[PROBLEM DETAILS]
How many lines in the material below contain the string "instance"? Case counts; reply with the number only.

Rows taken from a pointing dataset
::::::::
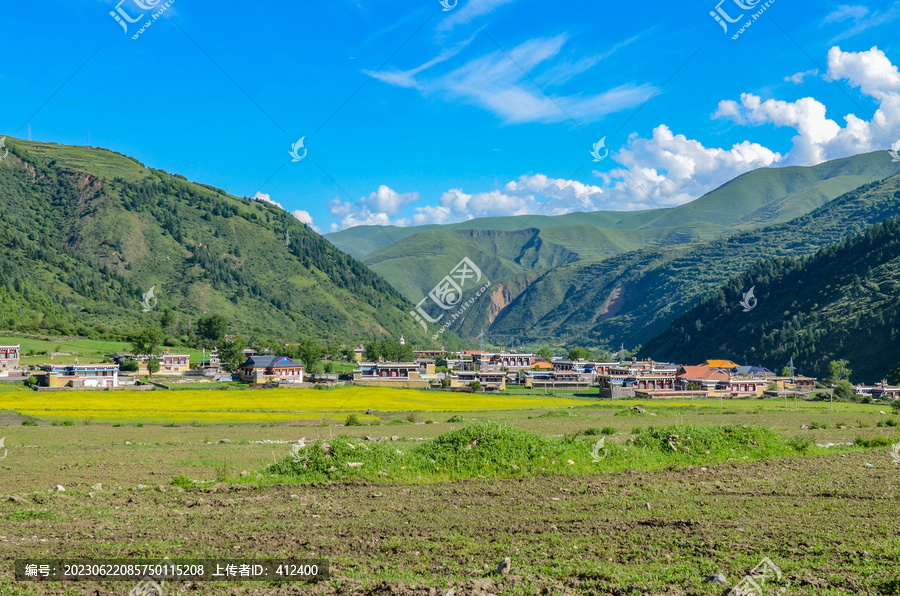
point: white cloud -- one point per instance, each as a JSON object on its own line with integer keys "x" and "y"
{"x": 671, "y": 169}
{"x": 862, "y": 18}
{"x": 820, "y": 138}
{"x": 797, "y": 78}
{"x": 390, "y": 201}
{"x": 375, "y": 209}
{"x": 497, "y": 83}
::::::::
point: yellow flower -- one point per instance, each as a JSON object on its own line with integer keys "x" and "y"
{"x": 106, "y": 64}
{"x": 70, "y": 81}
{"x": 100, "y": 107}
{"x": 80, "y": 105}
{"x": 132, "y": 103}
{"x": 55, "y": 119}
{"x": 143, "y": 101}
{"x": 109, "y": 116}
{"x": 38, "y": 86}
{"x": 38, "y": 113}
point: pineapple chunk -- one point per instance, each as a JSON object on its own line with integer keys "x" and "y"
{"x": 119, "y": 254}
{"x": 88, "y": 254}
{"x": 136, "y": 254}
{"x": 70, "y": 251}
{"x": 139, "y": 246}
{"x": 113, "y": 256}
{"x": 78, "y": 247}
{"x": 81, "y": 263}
::::::::
[COMPLETE RESPONSE]
3